----- INFORMATION SUPPLIED
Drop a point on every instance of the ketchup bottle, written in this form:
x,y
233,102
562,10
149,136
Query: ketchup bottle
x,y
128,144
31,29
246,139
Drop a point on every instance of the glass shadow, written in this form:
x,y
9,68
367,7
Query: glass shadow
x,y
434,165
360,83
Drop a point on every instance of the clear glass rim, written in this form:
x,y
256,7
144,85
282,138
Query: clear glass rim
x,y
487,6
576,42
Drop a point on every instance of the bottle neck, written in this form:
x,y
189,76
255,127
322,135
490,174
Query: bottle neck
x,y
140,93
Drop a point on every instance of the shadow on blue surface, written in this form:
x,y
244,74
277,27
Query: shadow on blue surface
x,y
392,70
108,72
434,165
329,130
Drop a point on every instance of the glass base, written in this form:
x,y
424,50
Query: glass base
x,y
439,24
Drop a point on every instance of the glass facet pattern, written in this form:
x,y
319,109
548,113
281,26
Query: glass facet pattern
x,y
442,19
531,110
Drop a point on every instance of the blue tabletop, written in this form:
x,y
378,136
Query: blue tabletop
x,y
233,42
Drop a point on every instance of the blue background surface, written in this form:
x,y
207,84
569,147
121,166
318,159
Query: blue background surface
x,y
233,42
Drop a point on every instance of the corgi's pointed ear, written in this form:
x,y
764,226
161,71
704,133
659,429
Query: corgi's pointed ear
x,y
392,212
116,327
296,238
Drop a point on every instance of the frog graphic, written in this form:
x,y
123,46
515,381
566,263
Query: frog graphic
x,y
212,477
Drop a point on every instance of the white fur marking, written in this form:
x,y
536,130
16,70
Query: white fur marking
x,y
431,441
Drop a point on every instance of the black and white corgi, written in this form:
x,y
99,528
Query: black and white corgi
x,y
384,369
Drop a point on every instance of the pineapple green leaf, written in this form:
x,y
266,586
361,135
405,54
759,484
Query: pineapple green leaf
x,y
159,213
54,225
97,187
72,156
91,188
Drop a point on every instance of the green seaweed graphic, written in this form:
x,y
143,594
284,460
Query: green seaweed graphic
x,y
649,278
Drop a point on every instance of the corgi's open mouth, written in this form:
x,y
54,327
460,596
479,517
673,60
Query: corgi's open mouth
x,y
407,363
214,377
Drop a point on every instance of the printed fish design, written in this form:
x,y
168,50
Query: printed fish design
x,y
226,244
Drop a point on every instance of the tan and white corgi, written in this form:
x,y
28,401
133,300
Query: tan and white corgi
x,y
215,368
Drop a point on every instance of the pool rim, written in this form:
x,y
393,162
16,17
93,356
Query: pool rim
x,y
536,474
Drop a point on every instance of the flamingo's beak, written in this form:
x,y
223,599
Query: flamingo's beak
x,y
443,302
----------
▸ **TASK DIRECTIONS**
The entire listing above should be returned exactly as written.

▸ **WRITTEN RESPONSE**
Drop a point on every instance of the ketchup bottle, written in this form:
x,y
233,102
562,10
149,136
Query: ketchup bottle
x,y
128,144
31,29
246,139
Drop a point on every instance of the glass shadow, written in this form:
x,y
9,68
367,7
Query: glass shadow
x,y
434,165
360,83
Drop a point on every instance of the clear glass rim, written in this form:
x,y
256,7
144,85
282,138
Query: clear glass rim
x,y
487,6
576,42
Drop a point on every instance of the bottle neck, written in this form:
x,y
189,76
255,127
322,135
490,174
Query: bottle neck
x,y
140,93
Drop a point on every instance of the shadow on blue surface, written in this form:
x,y
244,74
277,27
Query: shadow on blue surface
x,y
392,70
108,72
434,165
329,130
Drop a point on every instance of the glass base, written in this form:
x,y
424,50
Query: glass base
x,y
439,24
Drop a point on every instance of the glass facet pattern, written in this form:
x,y
319,109
548,113
281,26
Query: glass facet pattern
x,y
442,19
531,110
Drop a point on every instance of the blue tabletop, written in this form:
x,y
378,136
Query: blue tabletop
x,y
233,42
Drop a point on every instance of the blue background surface, written in this form:
x,y
207,84
569,147
121,166
318,159
Query: blue background surface
x,y
233,42
Drop a point on every instance of the corgi's pointed ear, written in this form:
x,y
764,226
161,71
704,133
659,429
Query: corgi's pointed ear
x,y
392,212
116,327
296,238
Drop a point on every instance of the frog graphic, written in this form:
x,y
123,46
515,381
566,263
Query: frog graphic
x,y
212,477
Drop a point on every instance of the white fur marking, written in this form:
x,y
536,130
16,70
Query: white fur marking
x,y
431,441
Drop a point on every instance of the black and white corgi, written in this form:
x,y
99,528
Query: black and white corgi
x,y
384,369
Drop a point on every instance of the pineapple green leaf, written in this form:
x,y
266,586
361,135
405,54
759,484
Query: pineapple green leaf
x,y
159,213
54,225
97,187
72,156
91,188
Drop a point on every instance of the green seaweed graphic, written in this form:
x,y
143,594
284,460
Query: green seaweed graphic
x,y
649,278
Drop a point on every instance of the corgi's open mouth, written in this form:
x,y
54,327
460,596
479,517
673,60
Query: corgi's open mouth
x,y
407,363
214,377
Drop a point on every instance of the printed fish design, written in this form:
x,y
168,50
Query: printed fish design
x,y
226,244
Drop a point on every instance of the tan and white corgi, written in this form:
x,y
28,401
133,300
Query: tan and white corgi
x,y
215,368
Drop a point on every instance of the pool rim, written in this form:
x,y
393,162
16,17
93,356
Query: pool rim
x,y
536,474
Drop a point on every instance of the flamingo's beak, written in this form:
x,y
223,599
Query: flamingo's beak
x,y
443,302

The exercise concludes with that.